* [Source document]
================

March 28th, 2014

Victor Margolin

I once thought that the greatest obstacle to reflective thought was the endless haptic texting that occupies the mental space of so many people but now I have a new culprit, data. Devices that have dissected our bodily functions into tiny shards flood the market, enabling us to either confirm the smooth functioning of our multiple organs, energy flows, and synapse synergies or else to detect glitches that merit our attention. Never have people had such an opportunity to be so aware of their bodies and take control of even the most minute irregularities in their physical performance.

Bodily functions are just one of the many new data sites that were once invisible to the naked eye. For the data revelations that now rain upon us in torrents we have to thank the new analytics. These are based on algorithms that were once more useful to spy agencies than to a vast public with an insatiable desire to understand the world in terms of data flows. I recently joined a service called Academia.edu in order to download several papers by a colleague. In exchange for the opportunity to access my colleague’s papers, I had to sign up and agree that any papers of mine that I uploaded could be downloaded by others. I chose not to upload any papers but some of them have mysteriously appeared on Academia.edu, prompting monthly reports from the service on how many times they have been downloaded. I learned from a recent communiqué that a short essay I wrote many years ago was recently accessed by one person, a fact that was reinforced by a visual that showed a little hill on a long flat line. The hill represented this single download within a long dry spell of inactivity.

I am wondering what value there is to my knowing that someone downloaded an almost forgotten essay I wrote a long time ago. Were I an active uploader of my papers, I could certainly multiply the data I receive from Academia.edu to an exponential degree. I could be aware of how many people downloaded the letter to the editor I wrote early in my career, complaining about a colleague’s misinterpretation of a sentence in one of my papers. I could know my rankings among other colleagues in terms of download numbers and could add the data to my CV. The latter is not a joke since the Citation Index, which keeps track of how many times an academic paper is cited, is often used to measure the worth of a scholar’s intellectual productivity. Academic journals now routinely publish their Citation Index ratings to induce scholars to submit papers to them. The academic value of journals is also measured by another and perhaps more insidious statistic – the percentage of papers rejected. A journal that rejects a greater percentage of papers will receive a higher ranking regardless of the reasons for the rejections. It may simply mean that a particular journal received a considerable number of bad papers.

================

* [Required work]
(a) Output the passage of the essay on data that begins at the words "Victor Margolin" and stops after "their physical performance.".
(b) Answer these questions using the essay on data:
(i) What service did the writer join in order to download several papers by a colleague?
(ii) According to a recent communiqué, how many people recently accessed a short essay the writer wrote many years ago?
(iii) What does the Citation Index keep track of?
(c) Write the next part of the essay on data, picking up after its final sentence.

[Items listed in a dataset]

================

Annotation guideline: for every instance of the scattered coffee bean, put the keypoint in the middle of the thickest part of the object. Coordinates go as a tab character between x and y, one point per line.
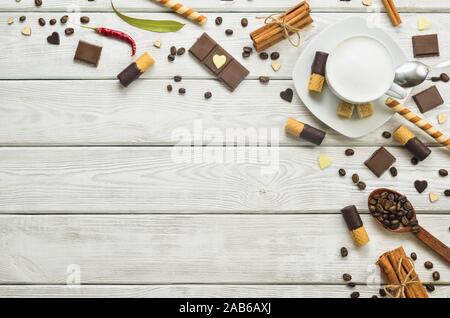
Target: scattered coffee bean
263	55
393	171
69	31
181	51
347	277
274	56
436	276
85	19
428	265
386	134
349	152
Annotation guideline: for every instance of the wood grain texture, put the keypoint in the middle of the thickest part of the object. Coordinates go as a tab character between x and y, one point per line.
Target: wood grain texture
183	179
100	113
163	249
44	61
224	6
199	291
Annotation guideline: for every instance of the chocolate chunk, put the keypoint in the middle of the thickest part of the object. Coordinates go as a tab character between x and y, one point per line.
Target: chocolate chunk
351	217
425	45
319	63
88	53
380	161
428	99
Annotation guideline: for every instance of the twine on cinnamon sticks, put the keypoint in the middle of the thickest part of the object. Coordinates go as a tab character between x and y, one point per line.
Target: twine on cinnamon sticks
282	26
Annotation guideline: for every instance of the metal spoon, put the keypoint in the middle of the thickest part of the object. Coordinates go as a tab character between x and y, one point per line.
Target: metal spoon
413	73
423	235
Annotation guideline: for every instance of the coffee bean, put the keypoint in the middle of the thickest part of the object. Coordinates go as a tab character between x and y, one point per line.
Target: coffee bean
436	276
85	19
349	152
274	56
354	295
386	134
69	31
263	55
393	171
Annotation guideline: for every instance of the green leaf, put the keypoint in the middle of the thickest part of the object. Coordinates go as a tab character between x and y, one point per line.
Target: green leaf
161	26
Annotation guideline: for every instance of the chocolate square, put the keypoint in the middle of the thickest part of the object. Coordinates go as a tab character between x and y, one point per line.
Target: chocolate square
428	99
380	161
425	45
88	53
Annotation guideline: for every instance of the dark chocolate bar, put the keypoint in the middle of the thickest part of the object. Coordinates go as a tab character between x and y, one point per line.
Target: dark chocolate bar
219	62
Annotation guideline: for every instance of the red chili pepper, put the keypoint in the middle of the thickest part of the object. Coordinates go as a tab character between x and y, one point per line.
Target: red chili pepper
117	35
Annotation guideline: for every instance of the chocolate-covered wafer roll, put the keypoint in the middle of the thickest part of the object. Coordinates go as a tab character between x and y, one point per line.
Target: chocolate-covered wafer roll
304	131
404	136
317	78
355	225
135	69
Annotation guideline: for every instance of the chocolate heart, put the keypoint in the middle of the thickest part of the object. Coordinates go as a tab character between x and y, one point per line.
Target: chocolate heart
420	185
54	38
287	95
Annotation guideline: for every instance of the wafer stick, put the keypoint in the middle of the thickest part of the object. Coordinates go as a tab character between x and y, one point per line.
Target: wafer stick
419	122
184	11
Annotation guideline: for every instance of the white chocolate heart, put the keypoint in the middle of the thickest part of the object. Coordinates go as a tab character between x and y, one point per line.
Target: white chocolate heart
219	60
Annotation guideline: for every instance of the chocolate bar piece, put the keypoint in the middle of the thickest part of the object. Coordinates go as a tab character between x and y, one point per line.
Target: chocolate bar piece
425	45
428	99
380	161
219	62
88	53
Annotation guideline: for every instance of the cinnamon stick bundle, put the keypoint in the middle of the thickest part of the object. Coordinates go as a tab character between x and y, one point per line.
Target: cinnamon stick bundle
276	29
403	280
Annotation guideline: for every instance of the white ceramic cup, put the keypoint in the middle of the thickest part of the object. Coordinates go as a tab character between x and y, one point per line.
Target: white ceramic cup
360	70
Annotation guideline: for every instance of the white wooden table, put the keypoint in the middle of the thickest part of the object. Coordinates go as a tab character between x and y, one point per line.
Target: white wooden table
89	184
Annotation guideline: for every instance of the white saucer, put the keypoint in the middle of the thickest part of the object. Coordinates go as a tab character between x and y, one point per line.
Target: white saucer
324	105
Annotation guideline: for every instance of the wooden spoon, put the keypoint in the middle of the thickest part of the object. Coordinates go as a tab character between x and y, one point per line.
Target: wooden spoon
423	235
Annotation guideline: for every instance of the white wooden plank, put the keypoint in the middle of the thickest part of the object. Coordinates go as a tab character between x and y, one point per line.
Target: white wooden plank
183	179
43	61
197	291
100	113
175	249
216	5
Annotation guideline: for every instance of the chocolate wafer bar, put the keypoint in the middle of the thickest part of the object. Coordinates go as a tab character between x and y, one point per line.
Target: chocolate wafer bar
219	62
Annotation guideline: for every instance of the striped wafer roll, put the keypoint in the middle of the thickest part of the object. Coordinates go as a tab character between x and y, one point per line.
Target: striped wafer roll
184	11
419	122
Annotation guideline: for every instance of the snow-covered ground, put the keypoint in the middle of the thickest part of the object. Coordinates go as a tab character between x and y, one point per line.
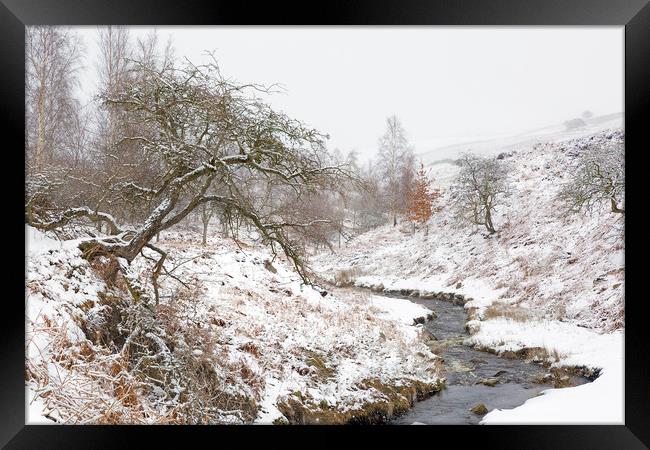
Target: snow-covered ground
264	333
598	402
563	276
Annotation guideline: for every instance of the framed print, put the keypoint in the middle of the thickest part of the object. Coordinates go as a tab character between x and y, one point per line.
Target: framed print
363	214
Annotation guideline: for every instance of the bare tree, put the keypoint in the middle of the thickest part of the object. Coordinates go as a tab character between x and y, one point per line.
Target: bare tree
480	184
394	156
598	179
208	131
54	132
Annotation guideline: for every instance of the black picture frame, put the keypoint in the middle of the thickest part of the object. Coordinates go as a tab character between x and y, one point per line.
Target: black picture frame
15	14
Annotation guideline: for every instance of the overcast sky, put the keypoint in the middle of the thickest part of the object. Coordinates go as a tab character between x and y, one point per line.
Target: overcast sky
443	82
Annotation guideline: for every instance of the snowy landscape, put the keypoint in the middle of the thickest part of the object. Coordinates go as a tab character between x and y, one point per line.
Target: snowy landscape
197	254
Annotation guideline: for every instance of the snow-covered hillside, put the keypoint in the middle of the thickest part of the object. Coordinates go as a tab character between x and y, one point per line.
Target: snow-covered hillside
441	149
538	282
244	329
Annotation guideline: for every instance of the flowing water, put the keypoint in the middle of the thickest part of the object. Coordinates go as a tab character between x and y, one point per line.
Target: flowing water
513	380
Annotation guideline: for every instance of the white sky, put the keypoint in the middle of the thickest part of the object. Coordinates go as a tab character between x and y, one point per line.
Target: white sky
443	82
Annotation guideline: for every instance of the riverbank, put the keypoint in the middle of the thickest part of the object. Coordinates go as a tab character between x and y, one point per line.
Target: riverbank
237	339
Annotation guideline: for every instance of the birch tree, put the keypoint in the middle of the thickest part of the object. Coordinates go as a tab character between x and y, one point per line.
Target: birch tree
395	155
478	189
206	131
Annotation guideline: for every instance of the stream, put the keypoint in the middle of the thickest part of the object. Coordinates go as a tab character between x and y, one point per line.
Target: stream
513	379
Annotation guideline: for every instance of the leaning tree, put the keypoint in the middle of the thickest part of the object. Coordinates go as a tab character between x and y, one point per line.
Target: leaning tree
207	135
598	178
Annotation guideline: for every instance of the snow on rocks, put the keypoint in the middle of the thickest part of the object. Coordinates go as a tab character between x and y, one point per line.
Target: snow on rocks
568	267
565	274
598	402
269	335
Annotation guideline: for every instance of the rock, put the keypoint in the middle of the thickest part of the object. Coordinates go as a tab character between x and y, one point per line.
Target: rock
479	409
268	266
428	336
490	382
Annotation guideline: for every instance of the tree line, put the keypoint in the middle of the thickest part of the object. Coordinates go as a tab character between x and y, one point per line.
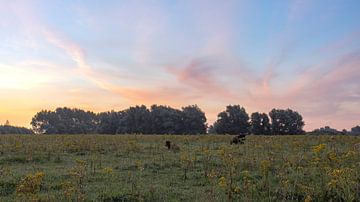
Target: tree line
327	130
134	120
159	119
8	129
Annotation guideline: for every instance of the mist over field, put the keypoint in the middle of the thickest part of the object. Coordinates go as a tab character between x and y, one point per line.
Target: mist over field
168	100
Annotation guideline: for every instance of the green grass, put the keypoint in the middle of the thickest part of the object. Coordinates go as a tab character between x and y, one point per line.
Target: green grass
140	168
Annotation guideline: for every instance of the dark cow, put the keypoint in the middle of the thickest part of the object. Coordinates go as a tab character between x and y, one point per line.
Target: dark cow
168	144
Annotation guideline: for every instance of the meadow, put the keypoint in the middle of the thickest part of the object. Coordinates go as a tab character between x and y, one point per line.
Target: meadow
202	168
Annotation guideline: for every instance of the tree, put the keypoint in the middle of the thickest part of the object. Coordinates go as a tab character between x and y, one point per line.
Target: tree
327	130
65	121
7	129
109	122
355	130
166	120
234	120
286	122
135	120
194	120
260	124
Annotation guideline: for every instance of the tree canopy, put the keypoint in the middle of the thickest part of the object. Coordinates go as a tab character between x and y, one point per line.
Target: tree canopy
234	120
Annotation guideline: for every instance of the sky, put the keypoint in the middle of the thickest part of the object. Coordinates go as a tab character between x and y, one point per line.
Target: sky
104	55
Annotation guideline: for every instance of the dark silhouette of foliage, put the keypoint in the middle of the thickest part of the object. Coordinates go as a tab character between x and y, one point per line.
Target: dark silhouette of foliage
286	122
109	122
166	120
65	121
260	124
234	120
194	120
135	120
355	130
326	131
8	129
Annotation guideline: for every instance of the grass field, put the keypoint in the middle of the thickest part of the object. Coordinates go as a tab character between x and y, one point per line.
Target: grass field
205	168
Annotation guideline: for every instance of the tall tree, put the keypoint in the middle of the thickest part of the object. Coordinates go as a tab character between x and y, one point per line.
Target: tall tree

================

* [Answers per task]
(a)
Victor Margolin

I once thought that the greatest obstacle to reflective thought was the endless haptic texting that occupies the mental space of so many people but now I have a new culprit, data. Devices that have dissected our bodily functions into tiny shards flood the market, enabling us to either confirm the smooth functioning of our multiple organs, energy flows, and synapse synergies or else to detect glitches that merit our attention. Never have people had such an opportunity to be so aware of their bodies and take control of even the most minute irregularities in their physical performance.

(b)
(i) Academia.edu
(ii) One person
(iii) How many times an academic paper is cited

(c)
Much of the validation of big data comes from the belief that the more we know about how systems function – whether they are bodily systems or social systems – the more we can make better decisions about managing those systems. I won’t debate the value of more data in improving city services but I do question the potential inundation of statistical data that is meant to aid people in making personal decisions such as what movie to watch or what book to read. Rather than relying on a good critic to evaluate a film, decisions are often made on the basis of how many other people liked the film or book. This data is converted into numerical ratings that have the same or more influence than a critic’s opinion.

The move to quantify human activity and consequently convert it into data for decision-making is nowhere more evident than on social media sites such as Facebook. The new category of “Like” now functions to tally votes in innumerable popularity contests. When I go to a café, I find a small announcement on the table that encourages me to “Like” the café on Facebook or another social media site and I am frequently implored to “Like” a service or product in order to boost its numerical ratings on a particular site.

Thus, big data is changing our behavior in multiple ways. By providing information about realms of experience that we once knew nothing about, it is making us hyperconscious of the activity in those realms, perhaps far more than is necessary. As we are invited to produce more data, we participate in the quantification of human activity that may tell us nothing about what that activity means and may also create false measurements of value.

To say that we were better off when we knew less about some things may sound like heresy but there is truth to it, particularly when decisions are based on quantifiable indicators rather than sound individual judgment. To the degree that we shift our personal and collective decision-making to data responsiveness, we are surrendering our capacity to make informed judgments based on sounder means. At the same time, fending off invasive data hordes leaves us more room to cultivate reflective thought. In the long run, that is far more valuable than making choices based on meaningless statistics or knowing all there is to know about things that don’t matter.

Victor Margolin is Professor Emeritus of Design History at the University of Illinois, Chicago. He is currently working on a World History of Design to be published by Berg in London.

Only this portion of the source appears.